DATASET EXCERPTS
_ _ _ _
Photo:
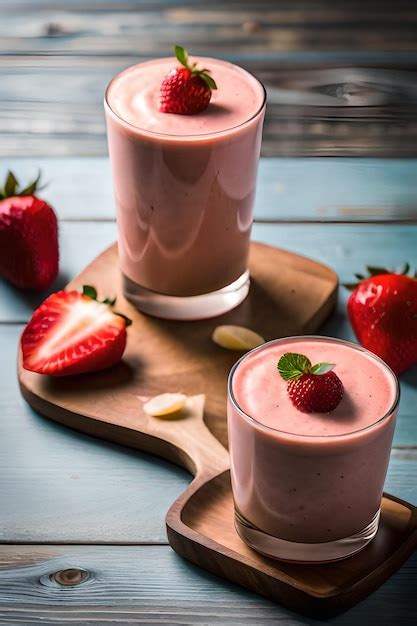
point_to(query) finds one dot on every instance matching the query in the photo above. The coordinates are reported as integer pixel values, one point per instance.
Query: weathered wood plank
(347, 248)
(60, 486)
(310, 111)
(99, 27)
(57, 485)
(313, 189)
(151, 584)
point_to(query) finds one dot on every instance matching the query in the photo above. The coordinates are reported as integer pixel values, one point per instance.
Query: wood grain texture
(201, 528)
(113, 412)
(151, 584)
(340, 80)
(339, 189)
(180, 356)
(346, 248)
(54, 478)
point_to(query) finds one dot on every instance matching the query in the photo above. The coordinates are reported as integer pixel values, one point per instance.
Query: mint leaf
(110, 301)
(322, 368)
(30, 189)
(127, 320)
(182, 55)
(11, 185)
(292, 365)
(90, 292)
(210, 82)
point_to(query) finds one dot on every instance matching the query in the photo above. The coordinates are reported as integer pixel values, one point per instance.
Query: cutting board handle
(198, 449)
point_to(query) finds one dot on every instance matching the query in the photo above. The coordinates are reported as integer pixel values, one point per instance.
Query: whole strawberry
(186, 90)
(311, 388)
(383, 312)
(28, 236)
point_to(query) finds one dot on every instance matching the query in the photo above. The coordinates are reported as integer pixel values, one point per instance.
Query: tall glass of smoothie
(307, 487)
(184, 187)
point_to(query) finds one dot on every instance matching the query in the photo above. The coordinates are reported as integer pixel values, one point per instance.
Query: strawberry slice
(73, 333)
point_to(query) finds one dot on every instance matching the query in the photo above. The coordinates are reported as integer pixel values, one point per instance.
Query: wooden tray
(289, 295)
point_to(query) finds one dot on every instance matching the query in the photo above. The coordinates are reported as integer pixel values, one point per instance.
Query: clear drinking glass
(184, 205)
(308, 498)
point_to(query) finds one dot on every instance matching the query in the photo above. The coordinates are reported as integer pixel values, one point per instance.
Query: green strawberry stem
(292, 366)
(11, 187)
(182, 57)
(91, 292)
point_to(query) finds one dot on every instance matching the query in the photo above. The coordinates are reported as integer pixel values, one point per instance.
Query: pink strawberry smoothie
(184, 184)
(310, 478)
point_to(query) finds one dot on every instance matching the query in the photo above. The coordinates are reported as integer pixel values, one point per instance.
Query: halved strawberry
(28, 236)
(73, 333)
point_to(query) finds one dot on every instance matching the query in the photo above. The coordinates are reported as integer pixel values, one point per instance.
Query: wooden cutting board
(289, 295)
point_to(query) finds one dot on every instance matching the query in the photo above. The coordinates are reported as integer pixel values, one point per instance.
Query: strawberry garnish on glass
(28, 236)
(74, 333)
(311, 388)
(383, 312)
(186, 90)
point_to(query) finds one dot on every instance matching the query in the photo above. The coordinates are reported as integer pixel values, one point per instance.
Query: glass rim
(170, 136)
(351, 344)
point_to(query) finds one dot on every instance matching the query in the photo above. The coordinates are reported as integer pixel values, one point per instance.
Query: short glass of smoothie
(184, 188)
(307, 487)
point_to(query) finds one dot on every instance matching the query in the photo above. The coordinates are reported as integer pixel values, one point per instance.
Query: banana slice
(165, 405)
(236, 338)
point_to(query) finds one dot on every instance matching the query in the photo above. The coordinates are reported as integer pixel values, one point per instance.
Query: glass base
(187, 308)
(292, 551)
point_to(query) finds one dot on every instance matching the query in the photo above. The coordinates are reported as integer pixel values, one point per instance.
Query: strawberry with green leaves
(383, 312)
(311, 388)
(28, 236)
(186, 90)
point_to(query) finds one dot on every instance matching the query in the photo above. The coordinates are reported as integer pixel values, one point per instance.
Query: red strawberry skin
(183, 92)
(28, 242)
(72, 334)
(383, 313)
(312, 393)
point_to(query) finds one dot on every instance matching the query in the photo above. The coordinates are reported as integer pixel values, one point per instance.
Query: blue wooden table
(81, 520)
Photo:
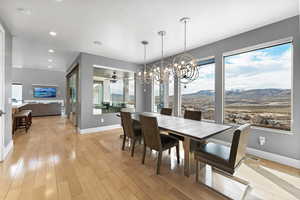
_ _ _ _
WHAT YOU WILL DO
Pictures should be skipped, and the records retyped word for word.

EXPECTED ANSWER
Photo:
point_to(query) finds one dot on every instance matching the query in the photo above. The coordinates are reported as integer pixel values, one point per instance.
Query: weathered wood plank
(347, 248)
(60, 486)
(310, 111)
(99, 27)
(57, 485)
(313, 189)
(151, 584)
point_to(query) finds one dot on every instance matching the query in the photo above. The coordinates are reported as integer pixel values, one point per instance.
Query: wood grain texture
(201, 528)
(113, 412)
(151, 584)
(340, 80)
(339, 189)
(180, 356)
(346, 248)
(54, 478)
point_to(query) finds one dot on every instance matching the query in the photo above. The coordinates are reported as integer pixel values, one point per instance.
Query: mint leaf
(110, 301)
(322, 368)
(30, 189)
(127, 320)
(182, 55)
(11, 185)
(292, 365)
(90, 292)
(210, 82)
point_to(query) finds one dot on every instance matching the query in the photo above. The coordinates are reported as integer pixel values, one point per instance.
Query: cutting board handle
(198, 449)
point_to(query) finds one dot on every instance matching the query in the photo above. The coordinates are reported as integer pixel values, one point per instance.
Query: whole strawberry
(186, 90)
(311, 388)
(383, 312)
(28, 236)
point_to(query) finds one dot on every instance matching the query in the photo above. The coordinates are reported as integer pixel values, one point per instance.
Query: tall glass of smoothie
(307, 487)
(184, 187)
point_to(query) finds one dot on every instance matching the query in the photo above. The coordinates are reported as integer pixel values, one point per instance.
Query: strawberry slice
(73, 333)
point_to(query) finds one dot on every instance matching the query in the photo above. The coordinates are reported as integer pixel values, one point per instance.
Query: wooden tray
(289, 295)
point_to(query) finds one dot on every instance matching the query in the photo above. The coordinates are reported as integer pixel values, one point per instance.
Query: clear drinking glass
(184, 205)
(308, 498)
point_to(query) finds one dot on every instance matching the query in the photo above. The coordinates are reported as integer pixel values, one point per instance.
Query: green strawberry stem
(292, 366)
(11, 187)
(182, 57)
(91, 292)
point_to(query) finds one dot on every instance matching the query in the photo above. The coordinates are reported as integer pixel values, one point per instance.
Query: pink strawberry smoothie
(184, 184)
(310, 478)
point_to(query) finds one dot on every instance matching the query in the photo above. The coordinates are reported as integer pixel values, one point per instance.
Query: halved strawberry
(28, 236)
(73, 333)
point_to(query) finds one dot on every instance matching the query in the photo above. The coordinates are reported as integer pixel values, one point per instance.
Query: wooden cutting board
(289, 295)
point_to(query) finds one dot on every instance matching the query in the photo above. The coordinates are reported as integer pixel values, one point per instance.
Query: strawberry garnish on glass
(28, 236)
(74, 333)
(311, 388)
(383, 312)
(186, 90)
point_to(query) finds one dot on every instance matching the query in the photo above. The coordinates are reported as integer pixel values, one point per instance.
Query: glass rim
(170, 136)
(351, 344)
point_to(query) finds one dot on every instance matching the query in the photo above. The coordinates are reported as integer pixel values, one point per instance.
Query: short glass of smoothie
(184, 188)
(307, 487)
point_to(query) finds one dot on every instance matching the query in the photo above. The coordinates are reported as integer pixel values, one point per instance.
Query: banana slice
(165, 405)
(236, 338)
point_to(query) finds one dot on every instance matching the query in the photo above. The coordinates are reported as integer pixel values, one point per instance.
Query: glass base
(187, 308)
(292, 551)
point_to(query) finds one dot on every instance matching the query in the photo above. The coordinates are reported as integer pixel values, one point per instance.
Query: strawberry with green leaves
(383, 312)
(311, 388)
(28, 236)
(186, 90)
point_to(query) finds one dot on every instance matching the query in the photo above. The coordinates are reported as integer pixel values, one point per instance.
Query: red strawberry skin
(183, 92)
(28, 242)
(72, 334)
(383, 313)
(312, 393)
point_to(query) finds one dot on every instance matching the query in the photo above. The coordinates are reported as integer pixel values, one point per instance.
Query: blue wooden table
(81, 520)
Photo:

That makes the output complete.